* **Teks Sumber**
Na apajia ana’. Punna nia’mi russaka, nanu anre angkatutui sikuntu niaka rikau battu kabattuangna barang-barangnu surang kaniakkangna. Tiada guna semuanya, hanya membuat menjadi petaka kelak jika tidak sesuai hak sesungguhnya.
Masih terngiang masa kecil, remaja sampai dewasa para orangtua kami, dan hampir semua sepupu mengalami buah kisah tentang konon katanya, bagaimana situasi nakaluki kanyamangngang surang sebuah kekuasaan yang nyaris tidak diakui oleh zamannya.
Yang tadinya menurut saya hanya khayalan. Namun, benar adanya beberapa peninggalan walau kini tersisa kenangan.
Kisahnya ibarat sebatang kara. Seperti pabrik kopi katanya di masa kolonial Belanda atau pada era Nippon. Hingga julukan nama Pa’bumbungang tersemat bukan sekadar nama begitu saja. Namun, menjadi lumbung kesejahteraan pada daerah dan untuk anak-anak, serta masyarakat walau masih sebagai kerabat keluarganya. Dan itu konon adalah milik seorang bernama Pama’ bin Ma’dunda bin Serang.
Terkait asal mula penamaan. Seperti dilansir sebuah laman, bahwa asal mula nama tempat dapat dipengaruhi oleh berbagai faktor, seperti alam, budaya, sejarah, dan kebiasaan.
Faktor alam, keadaan topografi dan vegetasi, nama sungai, lautan, dan pegunungan. Terlebih Faktor budaya dan sejarah. Nama tokoh masyarakat atau jawara yang hidup di sana, tempat yang berasal dari bahasa daerah tertentu dan dari legenda.
Ada juga faktor kebiasaan. Nama tempat yang berasal dari kebiasaan penduduk setempat.
Faktor sejarah. Nama tempat yang berasal dari sejarah suatu daerah dipengaruhi dialek dan peristiwa setempat, sebagai sebuah kearifan.
Pa’bumbungang, suatu masa dalam sejarahnya dengan sosok bernama Pama’. Sebagaimana sematan Pa’bumbungang terhubung dengan nilai-nilai luhur dari leluhur. Jejaknya di antara buyut mungkin hanya segelintir. Tapi pada penelusuran terkait “pakkalumanynyanganna“.
Konon kekuasaan di masa kejayaannya pada harta bendanya semua data kami tampung tentang pakkalumanynyanganna memang dikenal bagi mereka yang pernah menjadi bagian adat sampulo anrua. Menyebut nama tempat, Era kekuasaan katanya pernah jannang (Mappilawing/pada hubungannya kare‘ lawi-lawi). Tapi kami masih mencari sumber/data lagi.
Ada beberapa yang membuat kami terdiam, tercengang mendengarkan beberapa sumber. Sisi misteri yang unik pada sosok Pama’ hingga akhir hayatnya. Di antara nakalukinna nyamang. Bagai disulap seketika raib oleh sebuah dinamika konflik pasca kemerdekaan.

* **Isi Dataset**
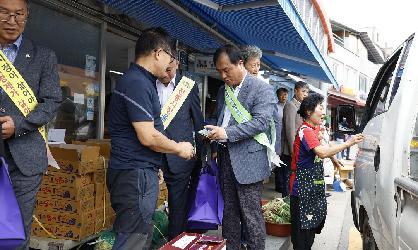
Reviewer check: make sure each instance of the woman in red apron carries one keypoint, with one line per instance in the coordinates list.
(308, 205)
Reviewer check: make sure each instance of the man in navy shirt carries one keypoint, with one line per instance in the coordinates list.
(137, 142)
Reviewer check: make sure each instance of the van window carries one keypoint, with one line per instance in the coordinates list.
(413, 171)
(389, 83)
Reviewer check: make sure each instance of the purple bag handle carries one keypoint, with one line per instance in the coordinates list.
(2, 153)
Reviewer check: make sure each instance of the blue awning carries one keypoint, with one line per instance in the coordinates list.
(277, 29)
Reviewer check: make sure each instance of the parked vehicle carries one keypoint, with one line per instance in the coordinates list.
(385, 197)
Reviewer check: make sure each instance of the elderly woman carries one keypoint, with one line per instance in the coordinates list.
(308, 205)
(252, 56)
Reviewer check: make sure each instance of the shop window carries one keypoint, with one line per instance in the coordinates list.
(76, 43)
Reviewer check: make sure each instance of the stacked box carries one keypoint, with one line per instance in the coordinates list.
(105, 216)
(65, 205)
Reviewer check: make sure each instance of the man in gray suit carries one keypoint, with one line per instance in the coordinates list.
(291, 124)
(243, 161)
(180, 174)
(25, 149)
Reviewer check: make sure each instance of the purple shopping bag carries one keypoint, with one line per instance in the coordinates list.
(207, 207)
(12, 232)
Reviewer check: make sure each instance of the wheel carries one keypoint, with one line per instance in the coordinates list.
(368, 240)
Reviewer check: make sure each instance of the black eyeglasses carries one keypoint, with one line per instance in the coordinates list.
(19, 17)
(171, 55)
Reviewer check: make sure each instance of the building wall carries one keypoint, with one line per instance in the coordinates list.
(351, 69)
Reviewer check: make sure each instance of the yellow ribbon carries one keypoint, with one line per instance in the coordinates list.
(176, 100)
(18, 90)
(16, 87)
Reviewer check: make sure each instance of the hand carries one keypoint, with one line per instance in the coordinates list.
(355, 139)
(216, 133)
(7, 126)
(185, 150)
(160, 176)
(337, 164)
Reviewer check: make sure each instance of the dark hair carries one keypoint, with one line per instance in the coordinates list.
(234, 54)
(152, 39)
(309, 104)
(281, 90)
(301, 84)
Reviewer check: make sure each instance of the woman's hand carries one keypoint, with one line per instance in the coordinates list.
(355, 139)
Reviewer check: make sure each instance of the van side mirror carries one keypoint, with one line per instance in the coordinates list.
(346, 119)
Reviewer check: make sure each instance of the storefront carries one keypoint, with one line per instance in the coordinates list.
(95, 44)
(93, 51)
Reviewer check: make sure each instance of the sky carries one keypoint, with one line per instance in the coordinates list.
(395, 19)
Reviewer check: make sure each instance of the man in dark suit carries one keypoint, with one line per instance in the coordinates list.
(25, 148)
(180, 175)
(243, 161)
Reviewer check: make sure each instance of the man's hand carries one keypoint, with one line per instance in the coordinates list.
(7, 126)
(337, 164)
(160, 176)
(185, 150)
(355, 139)
(216, 133)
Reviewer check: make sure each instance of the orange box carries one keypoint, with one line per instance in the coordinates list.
(78, 159)
(60, 205)
(99, 176)
(107, 223)
(104, 145)
(65, 219)
(66, 179)
(64, 232)
(70, 193)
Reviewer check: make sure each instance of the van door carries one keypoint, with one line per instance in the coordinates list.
(406, 195)
(374, 166)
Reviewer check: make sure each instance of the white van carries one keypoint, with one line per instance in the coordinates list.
(385, 199)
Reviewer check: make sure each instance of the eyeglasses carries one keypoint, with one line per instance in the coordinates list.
(171, 55)
(19, 17)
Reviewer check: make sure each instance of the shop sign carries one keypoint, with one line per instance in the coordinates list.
(348, 91)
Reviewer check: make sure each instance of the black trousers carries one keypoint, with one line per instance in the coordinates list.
(180, 187)
(302, 239)
(282, 176)
(26, 188)
(242, 208)
(133, 195)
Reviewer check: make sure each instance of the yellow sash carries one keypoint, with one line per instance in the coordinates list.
(18, 90)
(176, 100)
(15, 86)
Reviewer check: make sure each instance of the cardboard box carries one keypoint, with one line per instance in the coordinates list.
(60, 205)
(71, 193)
(66, 179)
(79, 159)
(77, 167)
(104, 212)
(65, 219)
(104, 145)
(64, 232)
(72, 152)
(99, 176)
(101, 225)
(100, 201)
(193, 241)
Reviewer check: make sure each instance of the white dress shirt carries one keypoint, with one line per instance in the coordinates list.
(227, 113)
(165, 92)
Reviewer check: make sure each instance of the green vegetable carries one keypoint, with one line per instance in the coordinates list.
(277, 211)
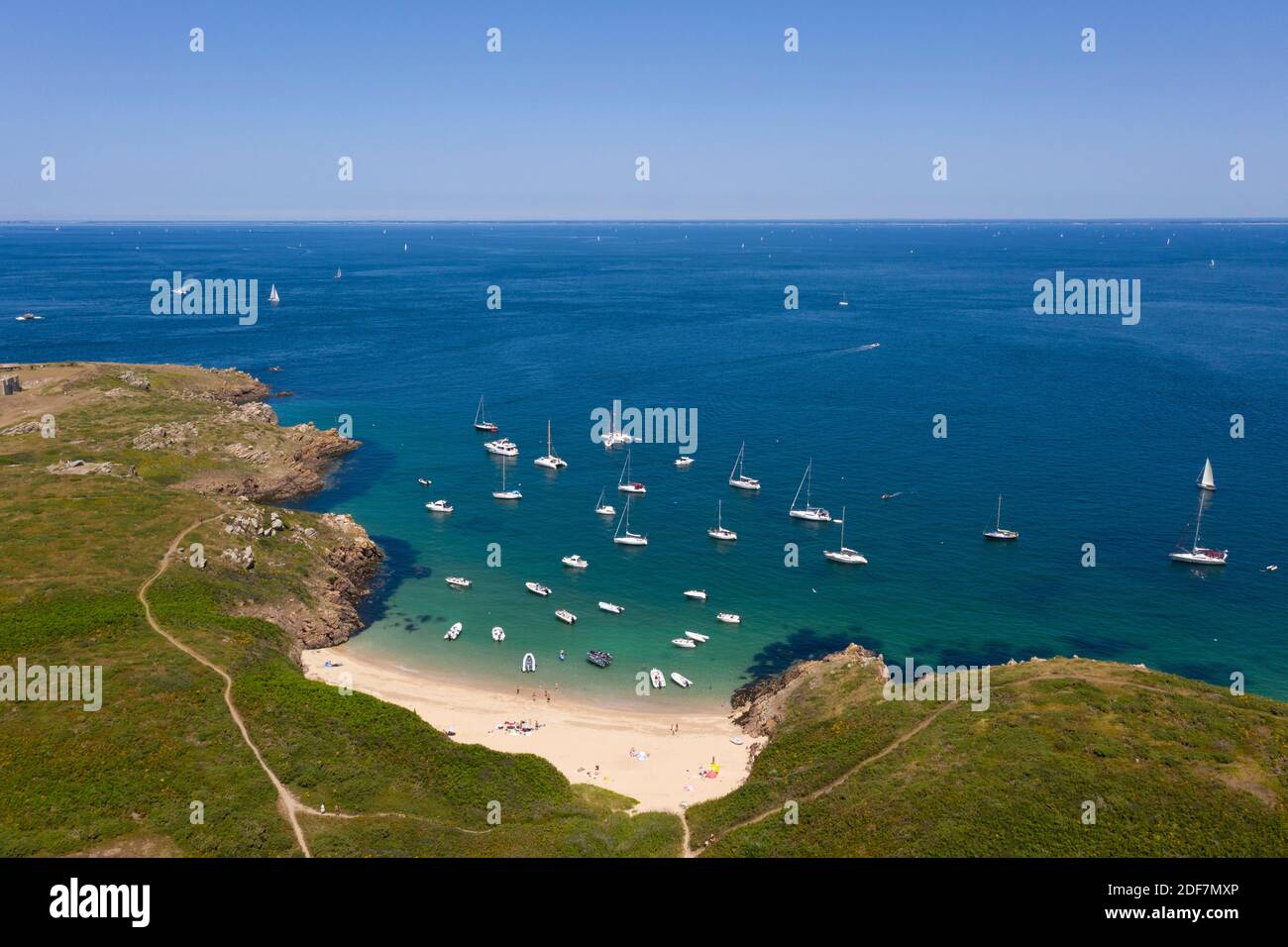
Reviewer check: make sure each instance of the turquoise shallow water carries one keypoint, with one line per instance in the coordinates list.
(1095, 432)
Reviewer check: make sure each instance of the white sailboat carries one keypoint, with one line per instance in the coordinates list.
(627, 538)
(717, 531)
(997, 532)
(481, 421)
(815, 514)
(739, 479)
(851, 557)
(503, 493)
(625, 483)
(552, 462)
(1206, 480)
(1197, 554)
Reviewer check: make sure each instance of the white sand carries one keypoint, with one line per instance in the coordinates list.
(575, 736)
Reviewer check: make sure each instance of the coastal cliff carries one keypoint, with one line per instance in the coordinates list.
(188, 429)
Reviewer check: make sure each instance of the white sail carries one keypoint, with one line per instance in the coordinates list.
(1206, 479)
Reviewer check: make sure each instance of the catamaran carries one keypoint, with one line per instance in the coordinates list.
(815, 514)
(552, 462)
(1197, 554)
(845, 554)
(502, 447)
(625, 483)
(1206, 480)
(627, 538)
(481, 421)
(997, 532)
(717, 531)
(502, 493)
(737, 478)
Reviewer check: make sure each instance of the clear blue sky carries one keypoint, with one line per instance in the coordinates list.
(733, 125)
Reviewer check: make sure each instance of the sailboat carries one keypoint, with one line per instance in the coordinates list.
(845, 554)
(552, 462)
(997, 532)
(1206, 479)
(717, 531)
(627, 538)
(815, 514)
(481, 421)
(625, 483)
(1197, 554)
(502, 493)
(739, 479)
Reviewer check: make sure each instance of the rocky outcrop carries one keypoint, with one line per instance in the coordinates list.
(351, 564)
(761, 701)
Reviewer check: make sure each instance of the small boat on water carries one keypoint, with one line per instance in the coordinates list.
(627, 538)
(850, 557)
(809, 510)
(1194, 554)
(481, 421)
(625, 483)
(997, 534)
(552, 462)
(739, 479)
(1206, 480)
(503, 492)
(502, 447)
(717, 531)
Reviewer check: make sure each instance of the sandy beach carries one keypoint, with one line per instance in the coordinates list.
(575, 736)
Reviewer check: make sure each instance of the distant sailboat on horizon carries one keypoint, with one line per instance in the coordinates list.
(1206, 480)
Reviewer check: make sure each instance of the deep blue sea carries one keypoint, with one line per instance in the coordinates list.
(1094, 431)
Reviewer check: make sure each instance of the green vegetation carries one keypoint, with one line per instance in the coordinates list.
(1173, 768)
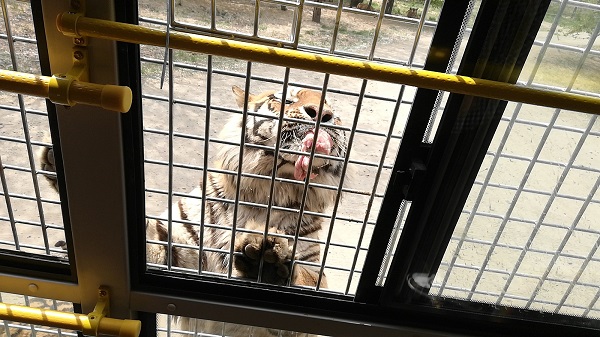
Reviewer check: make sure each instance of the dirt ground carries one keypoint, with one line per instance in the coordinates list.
(569, 224)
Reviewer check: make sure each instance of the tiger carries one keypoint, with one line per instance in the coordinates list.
(253, 254)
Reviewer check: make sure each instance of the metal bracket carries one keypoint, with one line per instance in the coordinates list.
(101, 310)
(58, 91)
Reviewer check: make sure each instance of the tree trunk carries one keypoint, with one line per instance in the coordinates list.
(388, 6)
(317, 13)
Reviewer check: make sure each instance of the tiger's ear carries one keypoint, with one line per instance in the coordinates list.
(239, 96)
(254, 101)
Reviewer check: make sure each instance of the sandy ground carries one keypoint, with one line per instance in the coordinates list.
(568, 225)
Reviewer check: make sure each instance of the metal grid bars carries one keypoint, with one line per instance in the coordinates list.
(30, 213)
(528, 235)
(183, 126)
(320, 26)
(16, 329)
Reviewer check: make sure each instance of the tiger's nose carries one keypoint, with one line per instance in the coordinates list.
(313, 111)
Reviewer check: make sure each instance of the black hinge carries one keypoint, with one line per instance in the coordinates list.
(410, 180)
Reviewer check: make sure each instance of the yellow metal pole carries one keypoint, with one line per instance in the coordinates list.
(76, 25)
(65, 320)
(65, 90)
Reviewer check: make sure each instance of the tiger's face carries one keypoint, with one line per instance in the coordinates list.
(299, 132)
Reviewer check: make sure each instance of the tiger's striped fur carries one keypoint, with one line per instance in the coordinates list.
(297, 141)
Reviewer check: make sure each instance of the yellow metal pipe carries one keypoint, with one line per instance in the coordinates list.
(67, 91)
(71, 321)
(76, 25)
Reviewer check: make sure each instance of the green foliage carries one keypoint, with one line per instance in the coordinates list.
(574, 19)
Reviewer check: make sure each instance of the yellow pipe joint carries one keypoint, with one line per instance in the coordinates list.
(66, 90)
(76, 25)
(71, 321)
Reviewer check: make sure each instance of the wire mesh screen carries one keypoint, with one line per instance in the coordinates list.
(529, 235)
(346, 136)
(30, 213)
(17, 329)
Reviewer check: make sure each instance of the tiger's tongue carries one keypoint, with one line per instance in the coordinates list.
(323, 146)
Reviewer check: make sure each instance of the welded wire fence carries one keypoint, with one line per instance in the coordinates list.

* **Tugas dan Latihan**
A. Menurut teks tentang Pa'bumbungang, faktor apa saja yang dapat memengaruhi asal mula nama tempat?
B. Lanjutkan teks tentang Pa'bumbungang, mulai setelah kalimat terakhir yang tercantum.
Daftar tersebut adalah bahan tersendiri yang terpisah dari teks tentang Pa'bumbungang.

* **Daftar Jawaban**
A. Alam, budaya, sejarah, dan kebiasaan.

B.
Dan masih kami temukan sendiri dari salah satu cucunya yang sampai sekarang masih hidup. Sebagai salah satu sumber. Bukan semata satu, dua, tiga dan lima. Kalau perlu ada jejak (artefak) selain biji kopi dan pabrik kopinya.
Belum dari sosok yang juga membuat kami dibuat kalang kabut mencari tahu jejaknya. Kalau Pama’ nakaluki nyamang seperti itu. Bagaimana dengan Ma’dunda? Tak lain adalah ayah dari seorang Pama’ itu sendiri. Betapa kuasa itu bada dengan mereka dari tanah, kebun kopi dan pabrik kopi di zamannya, menyuplai mendistribusikan ke beberapa daerah.
Semi penelitian, menembus dinding zaman dan pusara dari sejuta prahara. Laiknya akademisi kami masih butuh metode lain. Ibarat seribu sampel, bukan semata nempel di memori, kemudian menjadikannya sebagai rujukan referensi. Agar guyup tidak gugup, dan harus bangga dengan buyutnya sendiri.
Sejenak kami jeda merenungi! Apalah arti pakkalumanynyangang (kekayaan). Jika hanya sengketa antar saudara tak berujung. Membuat semua terlena dunia? Laju kendaraan saat tanjakan, kemudian mengendalikan rem, bersiap kembali untuk di ujung tanjakan, belokan kiri melewati jembatan dan rimbunnya rumpun bambu berjejer, bagai menyambut kehadiran kami siang menjelang sore. Suasana alam Pa’bumbungang memberi suasana tersendiri.
Betapa “sanna nakalukinna kanyamangngang“. Begitu kuasa, tapi apa hendak dikata manusia tak punya hak milik seutuhnya. Dia sadar bahwa dan ending-anya semua belo-belonaji lino.
Penelusuran berlanjut, sesuatu yang misteri. Dari wajahnya serta nama sesungguhnya masih kami mencari nama “Pama’ atau punya nama lain”? Kemudian kami menggali beberapa sumber. Karena dalam hal ini butuh ekstra hati-hati. Butuh pembanding lain. Tidak hanya satu titik sumber informasi.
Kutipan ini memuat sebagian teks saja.